[WRITTEN INSTRUCTION]:
Return each line of the records below that contains the word "every".

[RECORDS TO PROCESS]:
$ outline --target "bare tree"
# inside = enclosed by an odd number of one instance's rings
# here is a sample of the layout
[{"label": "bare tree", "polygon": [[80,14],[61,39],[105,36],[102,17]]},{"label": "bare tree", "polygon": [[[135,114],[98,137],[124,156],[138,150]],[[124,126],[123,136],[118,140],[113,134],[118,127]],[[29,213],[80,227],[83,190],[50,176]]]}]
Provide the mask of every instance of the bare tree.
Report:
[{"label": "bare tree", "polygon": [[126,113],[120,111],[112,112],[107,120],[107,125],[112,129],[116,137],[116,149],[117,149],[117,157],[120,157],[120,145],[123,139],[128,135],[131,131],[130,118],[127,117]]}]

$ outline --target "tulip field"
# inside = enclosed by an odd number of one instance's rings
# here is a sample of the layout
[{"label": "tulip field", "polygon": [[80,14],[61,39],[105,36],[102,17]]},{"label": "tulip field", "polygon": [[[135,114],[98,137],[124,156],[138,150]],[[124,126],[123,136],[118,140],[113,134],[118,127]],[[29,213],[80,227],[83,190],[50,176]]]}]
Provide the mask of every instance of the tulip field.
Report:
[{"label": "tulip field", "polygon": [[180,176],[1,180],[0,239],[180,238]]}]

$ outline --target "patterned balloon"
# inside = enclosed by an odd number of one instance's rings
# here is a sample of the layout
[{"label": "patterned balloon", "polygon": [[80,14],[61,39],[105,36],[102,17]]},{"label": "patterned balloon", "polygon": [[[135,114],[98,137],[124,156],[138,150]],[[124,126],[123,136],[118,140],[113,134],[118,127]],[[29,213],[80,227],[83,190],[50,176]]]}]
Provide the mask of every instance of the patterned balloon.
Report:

[ANSWER]:
Provide the mask of every instance of the bare tree.
Provide the mask of every instance of the tulip field.
Provide the mask of every instance of the patterned balloon.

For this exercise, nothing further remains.